— PAGE TEXT —

— Begin —

There are annual reports of sharks attacking surfers, divers and, as of late, the lethal attack of a triathlete-in- training. The following account took place 50 years ago in Southern California waters and helped launch today’s intensive research and in-depth studies in shark behavior. I first read of the attack back in the early-seventies, possibly in “Blue Meridian” or “Blue Water, White Death.” The details in that first account were much the same as in the documented report available today. The major difference being the book claimed the surviving diver was beneath the surface when the Great White first appeared.

In June of 1959, Robert Pamperin and Gerald Lehrer took their girlfriends to the beach at La Jolla Cove, California. The women stayed on the beach while their boyfriends went into the sea in search of abalone, an edible mollusk found in the Pacific. Pamperin, age 33, and Lehrer, age 30 were free diving – using only masks, fins and snorkels. They were without wet suits. The water was estimated between 30 – 40 feet deep. The depth indicates the men were exceptional skin-divers.    

In their quest for abalone the pair slowly drifted apart by 15 meters or more.

Lehrer was near the sea floor when a very large shadow passed at extremely close range, blocking out a good deal of the sunlight filtering down. Looking up, Lehrer saw a huge fish with a white underside. Its large tail sweeping from side to side, the fish kept going, disappearing into a dense stand of kelp. A bit unnerved, Lehrer was making up his mind whether to continue searching for abalone or alert his buddy and head for ashore. Before doing either, he needed air.

— End —

— PROVIDED INFORMATION —
— Begin —

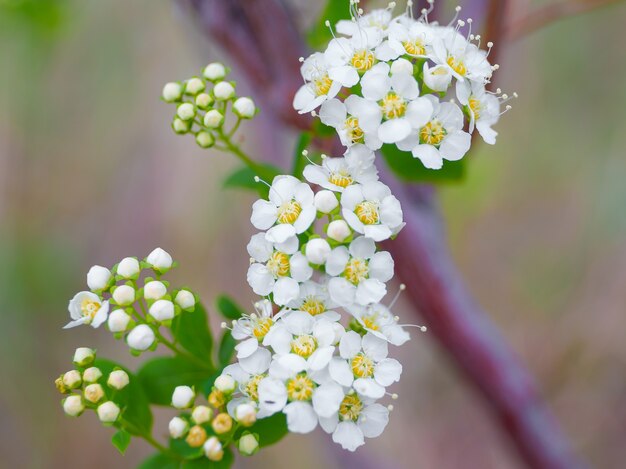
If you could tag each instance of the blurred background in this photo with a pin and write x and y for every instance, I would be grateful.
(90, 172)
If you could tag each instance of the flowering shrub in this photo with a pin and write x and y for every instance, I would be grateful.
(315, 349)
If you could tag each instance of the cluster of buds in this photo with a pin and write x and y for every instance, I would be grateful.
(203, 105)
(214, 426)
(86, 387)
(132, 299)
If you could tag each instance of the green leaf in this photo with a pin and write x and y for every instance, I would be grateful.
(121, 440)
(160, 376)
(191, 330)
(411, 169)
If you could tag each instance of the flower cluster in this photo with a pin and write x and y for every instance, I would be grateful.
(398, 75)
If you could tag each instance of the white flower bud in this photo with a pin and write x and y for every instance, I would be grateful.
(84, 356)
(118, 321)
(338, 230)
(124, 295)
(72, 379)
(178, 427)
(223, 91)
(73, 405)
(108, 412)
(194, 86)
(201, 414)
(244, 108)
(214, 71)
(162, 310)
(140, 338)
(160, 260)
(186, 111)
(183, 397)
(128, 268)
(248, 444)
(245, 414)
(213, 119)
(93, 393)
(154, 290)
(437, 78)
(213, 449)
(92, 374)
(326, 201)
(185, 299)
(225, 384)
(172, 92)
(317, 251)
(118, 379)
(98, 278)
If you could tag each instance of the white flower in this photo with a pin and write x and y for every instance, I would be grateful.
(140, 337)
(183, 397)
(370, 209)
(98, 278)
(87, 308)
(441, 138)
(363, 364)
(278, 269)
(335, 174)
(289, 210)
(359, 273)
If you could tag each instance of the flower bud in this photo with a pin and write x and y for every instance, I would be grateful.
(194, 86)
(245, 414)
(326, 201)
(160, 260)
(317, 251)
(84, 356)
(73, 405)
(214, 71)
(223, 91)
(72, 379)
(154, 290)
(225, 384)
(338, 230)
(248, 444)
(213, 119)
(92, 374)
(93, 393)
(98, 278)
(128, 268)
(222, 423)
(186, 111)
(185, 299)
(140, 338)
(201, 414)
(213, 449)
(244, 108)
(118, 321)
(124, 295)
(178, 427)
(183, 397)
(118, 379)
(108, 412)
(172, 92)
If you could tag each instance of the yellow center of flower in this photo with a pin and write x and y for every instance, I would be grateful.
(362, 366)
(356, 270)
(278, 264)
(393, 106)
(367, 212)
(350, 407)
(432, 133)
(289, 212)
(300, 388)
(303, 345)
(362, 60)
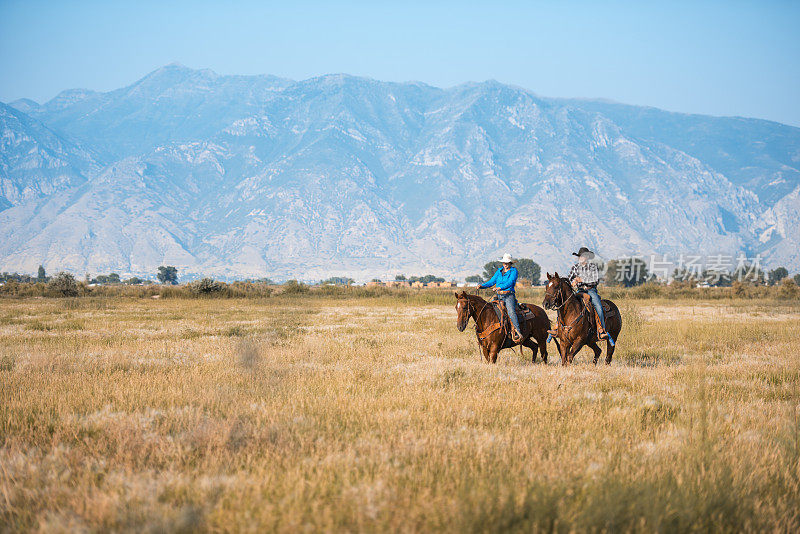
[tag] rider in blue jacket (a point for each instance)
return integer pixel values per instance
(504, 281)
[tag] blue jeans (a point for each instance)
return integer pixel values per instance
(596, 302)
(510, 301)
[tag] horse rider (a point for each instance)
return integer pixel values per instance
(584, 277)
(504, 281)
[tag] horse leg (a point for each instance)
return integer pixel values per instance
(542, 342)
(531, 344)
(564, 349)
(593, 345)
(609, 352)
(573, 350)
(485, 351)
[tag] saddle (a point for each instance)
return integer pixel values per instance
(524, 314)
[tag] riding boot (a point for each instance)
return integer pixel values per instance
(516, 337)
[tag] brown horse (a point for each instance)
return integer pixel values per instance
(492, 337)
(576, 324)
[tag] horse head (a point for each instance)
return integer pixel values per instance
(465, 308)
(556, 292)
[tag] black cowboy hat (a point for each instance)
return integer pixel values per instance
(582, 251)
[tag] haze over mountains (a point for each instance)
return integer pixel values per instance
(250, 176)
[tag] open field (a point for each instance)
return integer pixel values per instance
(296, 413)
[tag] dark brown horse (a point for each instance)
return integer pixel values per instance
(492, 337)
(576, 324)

— End —

Check these three statements against the 1959 shark attack account. For each, answer yes or no and quote the account's deciding words. (a) The two divers wore wet suits. (b) The women waited on the beach while the men dove. (c) The large fish Lehrer saw disappeared into kelp.

— RESULT OF THIS EXERCISE —
(a) No: "They were without wet suits."
(b) Yes: "The women stayed on the beach while their boyfriends went into the sea in search of abalone"
(c) Yes: "disappearing into a dense stand of kelp"